WM-GESPRÄCH MIT . . . DIETER REITER

„Jetzt fehlt nur noch: ein Gerd Müller“

von Redaktion

-Herr Reiter, wie und wo wird der Münchner OB das Spiel heute sehen?

Das ist gar nicht so einfach. Wir haben im Stadtrat unsere monatliche Vollversammlung, die oft länger als 16 Uhr dauert. Ich hoffe, dass wir in dem speziellen Fall vielleicht etwas zügiger vorgehen. Aber es wird knapp – ich hoffe also auf keine lange Nachspielzeit, obwohl die für Deutschland ja zuletzt gegen Schweden absolut super gelaufen ist . . .

-Gehen Sie, sollte alles rechtzeitig bereit sein, zum Public Viewing – oder sind Sie lieber Typ Couch?

Es kommt drauf an, ob noch Zeit ist, heimzufahren. Prinzipiell mag ich beides. Es ist ab und zu schön, unter vielen Leuten fachzusimpeln – wenn man das so nennen kann (lacht). Und auf der Couch zuhause hat man halt Ruhe.

-In diesem Fall geht es im Rathaus ja nicht um die Verteilung Rot/Blau, Bayern oder 1860 – werden die Stadträte drängen, um fertig zu werden? Und ist im Rathaus ab 15 Uhr generell keiner mehr anzutreffen?

Also wirklich alle Kolleginnen und Kollegen drängeln eher nicht, habe ich den Eindruck. Aber natürlich zieht ein Spiel der Nationalelf bei einer WM beide Fan-Lager vereint und zu gleichen Teilen in seinen Bann. Und das ist schon der Großteil. Bei der Belegschaft ist es so, dass die gleitenden Arbeitszeiten es möglich machen, rechtzeitig zum Spiel vor einem Fernseher zu sitzen. Wo der Parteiverkehr auch am Nachmittag nötig ist, läuft er freilich weiter. Aber ab 16 Uhr glaube ich wird – wie bei vielen privaten Unternehmen – eher weniger los sein, weil so ziemlich jeder die Partie verfolgen will.
——
◆ Anweisung 1 ◆
Welche Sitzung hat der Stadtrat laut dem Interview mit Dieter Reiter am Spieltag, und wie lange dauert sie oft?
◆ Anweisung 2 ◆
Schreiben Sie das Interview mit Dieter Reiter im Anschluss an seine letzte Antwort weiter.
——
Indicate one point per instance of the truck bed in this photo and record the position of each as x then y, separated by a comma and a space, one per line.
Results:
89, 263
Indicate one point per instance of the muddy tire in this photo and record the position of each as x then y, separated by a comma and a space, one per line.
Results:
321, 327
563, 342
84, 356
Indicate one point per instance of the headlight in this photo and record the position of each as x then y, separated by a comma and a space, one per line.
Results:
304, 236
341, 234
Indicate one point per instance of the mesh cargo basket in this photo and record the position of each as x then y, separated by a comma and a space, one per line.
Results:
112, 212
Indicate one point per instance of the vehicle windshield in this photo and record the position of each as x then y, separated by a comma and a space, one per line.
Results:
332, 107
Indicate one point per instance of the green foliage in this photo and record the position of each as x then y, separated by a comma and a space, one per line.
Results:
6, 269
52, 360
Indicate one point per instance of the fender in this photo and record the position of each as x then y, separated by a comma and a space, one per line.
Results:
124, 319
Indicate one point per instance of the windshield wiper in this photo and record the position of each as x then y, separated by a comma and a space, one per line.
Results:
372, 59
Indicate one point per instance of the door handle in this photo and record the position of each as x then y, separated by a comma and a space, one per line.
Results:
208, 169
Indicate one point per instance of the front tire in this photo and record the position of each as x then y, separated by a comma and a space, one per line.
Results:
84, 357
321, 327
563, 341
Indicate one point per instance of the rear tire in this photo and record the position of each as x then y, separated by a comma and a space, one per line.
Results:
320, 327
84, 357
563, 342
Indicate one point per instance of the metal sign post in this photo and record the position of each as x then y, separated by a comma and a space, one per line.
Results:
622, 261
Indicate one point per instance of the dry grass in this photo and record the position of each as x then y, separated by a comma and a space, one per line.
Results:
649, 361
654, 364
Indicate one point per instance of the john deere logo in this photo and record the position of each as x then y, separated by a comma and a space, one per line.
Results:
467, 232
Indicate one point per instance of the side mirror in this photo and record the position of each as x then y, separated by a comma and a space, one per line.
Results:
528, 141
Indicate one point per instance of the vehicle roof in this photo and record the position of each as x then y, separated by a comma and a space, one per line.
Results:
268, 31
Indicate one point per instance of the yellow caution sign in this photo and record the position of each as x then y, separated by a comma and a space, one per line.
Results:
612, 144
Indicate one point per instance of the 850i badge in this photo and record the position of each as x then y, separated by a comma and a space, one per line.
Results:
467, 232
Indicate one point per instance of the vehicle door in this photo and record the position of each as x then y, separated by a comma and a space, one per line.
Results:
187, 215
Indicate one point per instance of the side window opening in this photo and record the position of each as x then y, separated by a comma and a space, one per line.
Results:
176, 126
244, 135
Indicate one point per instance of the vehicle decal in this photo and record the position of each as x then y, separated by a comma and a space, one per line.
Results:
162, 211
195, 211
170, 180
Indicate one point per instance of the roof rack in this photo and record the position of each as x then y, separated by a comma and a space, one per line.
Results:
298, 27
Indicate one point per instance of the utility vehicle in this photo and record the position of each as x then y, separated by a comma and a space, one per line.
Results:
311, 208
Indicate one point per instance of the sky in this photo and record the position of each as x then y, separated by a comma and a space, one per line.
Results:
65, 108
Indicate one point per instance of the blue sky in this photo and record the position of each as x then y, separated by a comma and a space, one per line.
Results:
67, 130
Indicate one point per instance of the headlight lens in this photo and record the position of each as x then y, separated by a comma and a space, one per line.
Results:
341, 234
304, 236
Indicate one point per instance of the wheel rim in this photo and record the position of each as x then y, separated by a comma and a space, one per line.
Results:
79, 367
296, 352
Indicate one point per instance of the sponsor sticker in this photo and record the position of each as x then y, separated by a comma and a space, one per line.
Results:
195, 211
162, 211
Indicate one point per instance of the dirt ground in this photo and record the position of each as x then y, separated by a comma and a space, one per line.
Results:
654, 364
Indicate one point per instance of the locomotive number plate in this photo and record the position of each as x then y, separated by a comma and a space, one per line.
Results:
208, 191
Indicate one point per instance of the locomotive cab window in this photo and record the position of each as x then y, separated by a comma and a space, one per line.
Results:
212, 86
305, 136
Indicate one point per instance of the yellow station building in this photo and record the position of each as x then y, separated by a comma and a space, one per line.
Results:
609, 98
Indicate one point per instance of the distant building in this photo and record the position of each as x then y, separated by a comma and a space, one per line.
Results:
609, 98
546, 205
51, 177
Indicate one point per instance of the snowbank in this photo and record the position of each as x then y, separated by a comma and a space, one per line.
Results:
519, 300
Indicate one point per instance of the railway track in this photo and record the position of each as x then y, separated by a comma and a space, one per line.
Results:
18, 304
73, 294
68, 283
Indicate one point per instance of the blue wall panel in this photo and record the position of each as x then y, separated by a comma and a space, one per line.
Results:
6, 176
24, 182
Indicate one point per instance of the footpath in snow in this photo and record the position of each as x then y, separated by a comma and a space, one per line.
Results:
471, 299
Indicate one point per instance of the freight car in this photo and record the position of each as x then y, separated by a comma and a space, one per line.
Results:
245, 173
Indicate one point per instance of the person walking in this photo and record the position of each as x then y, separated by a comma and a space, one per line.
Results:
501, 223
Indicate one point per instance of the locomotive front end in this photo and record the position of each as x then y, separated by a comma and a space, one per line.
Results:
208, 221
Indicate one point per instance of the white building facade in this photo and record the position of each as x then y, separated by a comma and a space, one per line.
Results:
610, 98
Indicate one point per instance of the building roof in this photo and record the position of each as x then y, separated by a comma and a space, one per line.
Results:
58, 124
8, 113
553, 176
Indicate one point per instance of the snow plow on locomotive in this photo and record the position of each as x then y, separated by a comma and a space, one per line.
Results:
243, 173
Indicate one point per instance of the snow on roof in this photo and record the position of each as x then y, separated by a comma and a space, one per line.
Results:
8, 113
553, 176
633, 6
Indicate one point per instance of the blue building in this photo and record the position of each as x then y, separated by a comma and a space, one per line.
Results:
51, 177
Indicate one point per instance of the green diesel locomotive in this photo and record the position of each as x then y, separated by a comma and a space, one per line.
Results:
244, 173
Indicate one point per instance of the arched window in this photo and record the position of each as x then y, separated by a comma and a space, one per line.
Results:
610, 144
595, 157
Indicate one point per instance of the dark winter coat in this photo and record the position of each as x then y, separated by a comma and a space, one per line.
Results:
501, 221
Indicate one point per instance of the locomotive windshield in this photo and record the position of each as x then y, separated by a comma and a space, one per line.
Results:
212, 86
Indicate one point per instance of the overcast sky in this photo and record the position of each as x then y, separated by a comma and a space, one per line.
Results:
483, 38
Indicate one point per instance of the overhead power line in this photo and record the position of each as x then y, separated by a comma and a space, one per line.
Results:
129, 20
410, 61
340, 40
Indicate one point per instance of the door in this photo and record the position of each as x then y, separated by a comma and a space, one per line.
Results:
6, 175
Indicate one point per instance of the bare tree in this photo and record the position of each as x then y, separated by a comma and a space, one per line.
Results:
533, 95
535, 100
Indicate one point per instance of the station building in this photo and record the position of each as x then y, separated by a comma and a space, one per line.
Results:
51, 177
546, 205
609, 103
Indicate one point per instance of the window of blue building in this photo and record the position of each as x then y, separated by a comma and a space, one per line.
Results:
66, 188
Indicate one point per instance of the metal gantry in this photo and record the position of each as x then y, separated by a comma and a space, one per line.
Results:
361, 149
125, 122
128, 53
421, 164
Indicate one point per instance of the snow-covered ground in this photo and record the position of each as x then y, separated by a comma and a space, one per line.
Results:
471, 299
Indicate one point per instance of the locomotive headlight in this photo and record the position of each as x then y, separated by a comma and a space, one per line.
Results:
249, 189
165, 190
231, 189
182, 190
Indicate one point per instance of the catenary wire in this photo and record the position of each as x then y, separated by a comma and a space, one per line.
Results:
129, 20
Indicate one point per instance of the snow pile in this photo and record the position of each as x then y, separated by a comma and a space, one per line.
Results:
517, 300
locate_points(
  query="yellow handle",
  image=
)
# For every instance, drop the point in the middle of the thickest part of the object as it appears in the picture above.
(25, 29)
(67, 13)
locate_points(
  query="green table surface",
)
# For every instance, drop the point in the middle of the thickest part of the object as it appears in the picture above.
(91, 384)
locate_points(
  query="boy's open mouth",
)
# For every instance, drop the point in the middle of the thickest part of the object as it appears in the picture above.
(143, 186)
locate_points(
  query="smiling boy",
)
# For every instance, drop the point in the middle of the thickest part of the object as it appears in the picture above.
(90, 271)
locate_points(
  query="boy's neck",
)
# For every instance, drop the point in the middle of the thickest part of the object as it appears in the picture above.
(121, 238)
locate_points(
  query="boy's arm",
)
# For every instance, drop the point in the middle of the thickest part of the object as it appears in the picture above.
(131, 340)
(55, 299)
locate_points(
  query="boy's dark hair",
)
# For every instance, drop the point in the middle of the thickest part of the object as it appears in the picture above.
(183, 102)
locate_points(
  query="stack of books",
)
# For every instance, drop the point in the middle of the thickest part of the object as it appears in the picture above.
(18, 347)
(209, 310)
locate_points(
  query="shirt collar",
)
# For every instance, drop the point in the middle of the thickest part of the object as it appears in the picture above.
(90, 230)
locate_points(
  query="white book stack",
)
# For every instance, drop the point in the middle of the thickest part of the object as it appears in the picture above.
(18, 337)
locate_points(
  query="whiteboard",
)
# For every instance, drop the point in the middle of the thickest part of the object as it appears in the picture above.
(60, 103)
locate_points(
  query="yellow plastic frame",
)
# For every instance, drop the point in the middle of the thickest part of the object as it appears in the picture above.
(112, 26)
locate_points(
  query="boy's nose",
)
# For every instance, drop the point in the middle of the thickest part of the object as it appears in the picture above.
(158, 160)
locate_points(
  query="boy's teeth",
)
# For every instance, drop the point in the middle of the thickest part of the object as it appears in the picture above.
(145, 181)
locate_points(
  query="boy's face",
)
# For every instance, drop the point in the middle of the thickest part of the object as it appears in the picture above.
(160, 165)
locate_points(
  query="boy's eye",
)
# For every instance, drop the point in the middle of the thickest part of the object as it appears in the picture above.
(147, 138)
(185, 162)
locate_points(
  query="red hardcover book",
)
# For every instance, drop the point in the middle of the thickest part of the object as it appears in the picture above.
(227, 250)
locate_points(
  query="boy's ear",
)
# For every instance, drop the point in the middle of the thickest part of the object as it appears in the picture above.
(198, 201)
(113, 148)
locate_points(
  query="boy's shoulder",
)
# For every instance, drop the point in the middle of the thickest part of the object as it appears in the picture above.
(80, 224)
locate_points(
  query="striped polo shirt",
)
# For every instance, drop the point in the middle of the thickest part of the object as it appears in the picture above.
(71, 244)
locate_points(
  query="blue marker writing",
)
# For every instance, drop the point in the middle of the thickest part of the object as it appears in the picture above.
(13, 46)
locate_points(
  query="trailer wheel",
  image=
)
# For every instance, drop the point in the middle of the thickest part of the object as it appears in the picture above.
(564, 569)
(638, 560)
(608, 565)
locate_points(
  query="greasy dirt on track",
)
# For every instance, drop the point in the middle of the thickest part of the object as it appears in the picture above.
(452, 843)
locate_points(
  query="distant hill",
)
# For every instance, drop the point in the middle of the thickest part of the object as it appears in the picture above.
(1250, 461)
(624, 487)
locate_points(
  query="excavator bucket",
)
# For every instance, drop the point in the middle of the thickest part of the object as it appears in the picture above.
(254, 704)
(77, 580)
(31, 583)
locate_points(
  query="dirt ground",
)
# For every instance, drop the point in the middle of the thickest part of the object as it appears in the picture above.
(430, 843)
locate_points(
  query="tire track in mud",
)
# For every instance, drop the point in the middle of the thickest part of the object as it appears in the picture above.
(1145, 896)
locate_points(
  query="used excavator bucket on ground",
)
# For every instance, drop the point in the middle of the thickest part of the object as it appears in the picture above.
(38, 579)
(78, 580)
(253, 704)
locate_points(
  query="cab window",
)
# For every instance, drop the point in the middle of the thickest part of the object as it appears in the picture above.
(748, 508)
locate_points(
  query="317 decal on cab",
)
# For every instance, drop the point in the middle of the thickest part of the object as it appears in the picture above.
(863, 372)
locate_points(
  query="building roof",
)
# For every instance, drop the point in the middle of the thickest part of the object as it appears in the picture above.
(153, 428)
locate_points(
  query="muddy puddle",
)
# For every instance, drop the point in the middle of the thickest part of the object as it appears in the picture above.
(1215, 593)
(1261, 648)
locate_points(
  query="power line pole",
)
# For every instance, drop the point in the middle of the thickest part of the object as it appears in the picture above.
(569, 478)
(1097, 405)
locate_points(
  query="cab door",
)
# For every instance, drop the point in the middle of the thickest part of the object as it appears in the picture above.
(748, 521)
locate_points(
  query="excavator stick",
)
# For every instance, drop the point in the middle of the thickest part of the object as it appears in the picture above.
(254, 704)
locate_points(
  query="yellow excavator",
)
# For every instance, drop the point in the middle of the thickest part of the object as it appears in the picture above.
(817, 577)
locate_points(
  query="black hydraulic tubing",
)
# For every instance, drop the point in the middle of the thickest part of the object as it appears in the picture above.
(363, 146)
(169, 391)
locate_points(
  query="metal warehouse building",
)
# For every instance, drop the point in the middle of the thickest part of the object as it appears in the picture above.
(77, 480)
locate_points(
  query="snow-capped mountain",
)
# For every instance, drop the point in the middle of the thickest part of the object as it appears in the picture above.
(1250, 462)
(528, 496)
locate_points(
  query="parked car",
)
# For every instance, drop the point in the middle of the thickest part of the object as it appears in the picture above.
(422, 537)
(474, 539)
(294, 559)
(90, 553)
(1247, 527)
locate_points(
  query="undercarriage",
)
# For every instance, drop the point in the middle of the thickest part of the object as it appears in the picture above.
——
◆ Antwort 1 ◆
Die monatliche Vollversammlung des Stadtrats, die oft länger als bis 16 Uhr dauert.

◆ Antwort 2 ◆
-Zählt der Münchner OB vor einem Länderspiel erstmal die Spieler des FC Bayern – Sie sind erklärter Fan der „Roten“ – durch?

(lacht) Nein, soweit geht es wirklich nicht. Das macht ja keinen Sinn. Da schaut man nicht als Fan eines Vereins, sondern als deutscher Fußball-Fan. Allerdings war ich zum Beispiel überrascht, als gegen Schweden Antonio Rüdiger statt Niklas Süle auflief. Das war aber nicht, weil Süle bei Bayern spielt, sondern einfach, weil ich finde, er hätte gut zu Jerome Boateng gepasst. Rüdiger spielte dann auch gar nicht so gut, finde ich, vielleicht denkt Joachim Löw da gegen Südkorea um.

-Sie haben selber gekickt; beim FC Wacker und beim FC Ludwigsvorstadt – als Libero seinerzeit.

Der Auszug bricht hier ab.